What needs to be done: In the items below, how many lines contain the string "oval" with its case matched exactly? Give only the number.

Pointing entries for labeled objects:
┏━━

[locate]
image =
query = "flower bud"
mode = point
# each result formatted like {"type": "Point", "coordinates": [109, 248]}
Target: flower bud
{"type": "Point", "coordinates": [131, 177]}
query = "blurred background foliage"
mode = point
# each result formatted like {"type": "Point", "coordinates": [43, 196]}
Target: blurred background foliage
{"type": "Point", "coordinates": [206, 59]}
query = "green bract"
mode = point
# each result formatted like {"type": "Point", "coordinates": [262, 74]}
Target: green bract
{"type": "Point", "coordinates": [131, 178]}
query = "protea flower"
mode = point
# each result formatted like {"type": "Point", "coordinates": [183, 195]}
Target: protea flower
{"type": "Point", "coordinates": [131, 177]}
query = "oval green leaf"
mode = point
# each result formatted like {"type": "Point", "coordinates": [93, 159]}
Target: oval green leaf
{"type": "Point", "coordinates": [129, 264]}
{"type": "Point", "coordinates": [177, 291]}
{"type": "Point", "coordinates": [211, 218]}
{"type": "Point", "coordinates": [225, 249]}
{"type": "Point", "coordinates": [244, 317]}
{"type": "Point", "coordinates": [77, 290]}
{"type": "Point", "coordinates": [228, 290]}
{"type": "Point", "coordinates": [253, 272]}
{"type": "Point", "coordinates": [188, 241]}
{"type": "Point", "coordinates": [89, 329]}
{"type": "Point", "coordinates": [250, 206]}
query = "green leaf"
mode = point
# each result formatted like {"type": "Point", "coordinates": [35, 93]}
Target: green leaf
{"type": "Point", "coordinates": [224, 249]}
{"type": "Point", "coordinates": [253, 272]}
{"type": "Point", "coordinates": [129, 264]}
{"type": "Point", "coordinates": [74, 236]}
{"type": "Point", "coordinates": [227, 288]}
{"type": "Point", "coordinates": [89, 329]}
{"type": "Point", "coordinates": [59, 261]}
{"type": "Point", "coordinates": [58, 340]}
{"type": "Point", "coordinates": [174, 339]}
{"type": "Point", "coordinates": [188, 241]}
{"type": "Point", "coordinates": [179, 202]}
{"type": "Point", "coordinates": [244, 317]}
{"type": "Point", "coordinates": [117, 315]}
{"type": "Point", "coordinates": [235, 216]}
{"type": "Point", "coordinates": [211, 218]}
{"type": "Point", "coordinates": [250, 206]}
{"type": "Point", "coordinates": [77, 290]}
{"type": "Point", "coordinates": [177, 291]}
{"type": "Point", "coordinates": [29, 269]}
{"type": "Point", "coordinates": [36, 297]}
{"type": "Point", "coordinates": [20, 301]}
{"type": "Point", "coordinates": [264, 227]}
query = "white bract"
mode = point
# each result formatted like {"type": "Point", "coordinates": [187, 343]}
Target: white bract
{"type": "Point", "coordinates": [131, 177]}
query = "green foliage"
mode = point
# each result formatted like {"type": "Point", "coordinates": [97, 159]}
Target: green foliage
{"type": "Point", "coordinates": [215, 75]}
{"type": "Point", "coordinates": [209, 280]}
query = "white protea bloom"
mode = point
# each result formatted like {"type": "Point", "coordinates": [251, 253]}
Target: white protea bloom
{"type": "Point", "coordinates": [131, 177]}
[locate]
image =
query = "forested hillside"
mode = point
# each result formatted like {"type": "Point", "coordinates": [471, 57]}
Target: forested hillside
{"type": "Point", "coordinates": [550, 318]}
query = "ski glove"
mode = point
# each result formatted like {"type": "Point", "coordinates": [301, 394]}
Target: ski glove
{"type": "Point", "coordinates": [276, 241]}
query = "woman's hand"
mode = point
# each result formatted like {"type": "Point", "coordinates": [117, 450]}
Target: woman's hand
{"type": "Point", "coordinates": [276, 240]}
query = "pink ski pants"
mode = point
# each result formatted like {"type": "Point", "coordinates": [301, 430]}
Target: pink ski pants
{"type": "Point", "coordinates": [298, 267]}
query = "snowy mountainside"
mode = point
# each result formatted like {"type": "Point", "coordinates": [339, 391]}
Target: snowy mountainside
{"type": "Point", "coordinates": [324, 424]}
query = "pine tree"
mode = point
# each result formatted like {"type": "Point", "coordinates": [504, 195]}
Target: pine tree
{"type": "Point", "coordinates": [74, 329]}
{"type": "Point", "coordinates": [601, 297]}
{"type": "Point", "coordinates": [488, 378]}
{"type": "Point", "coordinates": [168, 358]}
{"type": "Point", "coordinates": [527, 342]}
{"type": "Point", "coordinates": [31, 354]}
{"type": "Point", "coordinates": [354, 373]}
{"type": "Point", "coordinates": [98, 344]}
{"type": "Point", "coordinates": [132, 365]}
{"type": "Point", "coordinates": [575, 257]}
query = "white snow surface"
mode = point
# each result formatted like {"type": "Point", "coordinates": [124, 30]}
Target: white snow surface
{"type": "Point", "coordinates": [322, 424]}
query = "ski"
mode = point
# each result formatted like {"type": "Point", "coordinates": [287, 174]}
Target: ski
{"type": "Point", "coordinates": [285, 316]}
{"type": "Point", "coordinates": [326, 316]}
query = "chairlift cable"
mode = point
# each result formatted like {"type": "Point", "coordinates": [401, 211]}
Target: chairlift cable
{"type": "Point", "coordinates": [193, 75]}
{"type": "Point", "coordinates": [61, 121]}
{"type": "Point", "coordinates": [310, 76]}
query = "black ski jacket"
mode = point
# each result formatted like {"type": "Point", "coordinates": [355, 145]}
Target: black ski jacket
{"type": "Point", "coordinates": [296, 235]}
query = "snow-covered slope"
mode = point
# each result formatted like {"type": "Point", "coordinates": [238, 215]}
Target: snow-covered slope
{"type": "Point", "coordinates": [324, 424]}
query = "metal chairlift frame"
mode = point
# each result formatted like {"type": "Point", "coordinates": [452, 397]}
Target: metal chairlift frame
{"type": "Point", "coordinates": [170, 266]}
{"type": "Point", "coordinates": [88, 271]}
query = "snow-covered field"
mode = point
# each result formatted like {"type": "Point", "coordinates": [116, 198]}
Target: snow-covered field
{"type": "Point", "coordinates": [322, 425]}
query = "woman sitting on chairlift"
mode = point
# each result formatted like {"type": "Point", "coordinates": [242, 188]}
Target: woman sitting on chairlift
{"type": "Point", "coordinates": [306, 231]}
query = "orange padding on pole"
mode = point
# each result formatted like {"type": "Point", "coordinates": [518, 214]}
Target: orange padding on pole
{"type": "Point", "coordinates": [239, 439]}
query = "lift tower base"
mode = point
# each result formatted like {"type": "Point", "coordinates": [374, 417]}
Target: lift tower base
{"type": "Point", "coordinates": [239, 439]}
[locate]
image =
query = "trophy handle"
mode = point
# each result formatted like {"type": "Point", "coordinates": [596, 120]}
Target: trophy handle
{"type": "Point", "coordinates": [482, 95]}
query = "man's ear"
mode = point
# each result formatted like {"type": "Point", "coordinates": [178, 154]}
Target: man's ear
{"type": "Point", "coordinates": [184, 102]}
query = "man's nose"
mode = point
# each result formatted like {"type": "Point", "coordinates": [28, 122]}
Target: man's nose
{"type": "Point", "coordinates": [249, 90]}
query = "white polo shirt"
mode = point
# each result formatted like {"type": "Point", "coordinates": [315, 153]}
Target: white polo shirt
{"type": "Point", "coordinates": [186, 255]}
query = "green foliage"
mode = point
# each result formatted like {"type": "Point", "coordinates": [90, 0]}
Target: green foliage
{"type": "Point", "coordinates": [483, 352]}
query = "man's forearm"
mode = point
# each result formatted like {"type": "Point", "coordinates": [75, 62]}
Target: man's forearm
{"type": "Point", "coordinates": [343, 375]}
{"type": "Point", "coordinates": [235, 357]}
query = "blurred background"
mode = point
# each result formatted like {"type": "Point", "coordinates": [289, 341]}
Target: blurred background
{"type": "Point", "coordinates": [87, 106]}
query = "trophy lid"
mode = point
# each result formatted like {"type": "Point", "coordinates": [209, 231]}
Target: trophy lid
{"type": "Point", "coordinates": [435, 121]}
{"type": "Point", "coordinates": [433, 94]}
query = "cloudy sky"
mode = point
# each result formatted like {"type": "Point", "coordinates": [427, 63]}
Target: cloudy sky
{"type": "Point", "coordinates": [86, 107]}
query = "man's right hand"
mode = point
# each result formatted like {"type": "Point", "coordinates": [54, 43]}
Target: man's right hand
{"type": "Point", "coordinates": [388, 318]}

┗━━

Written solution: 2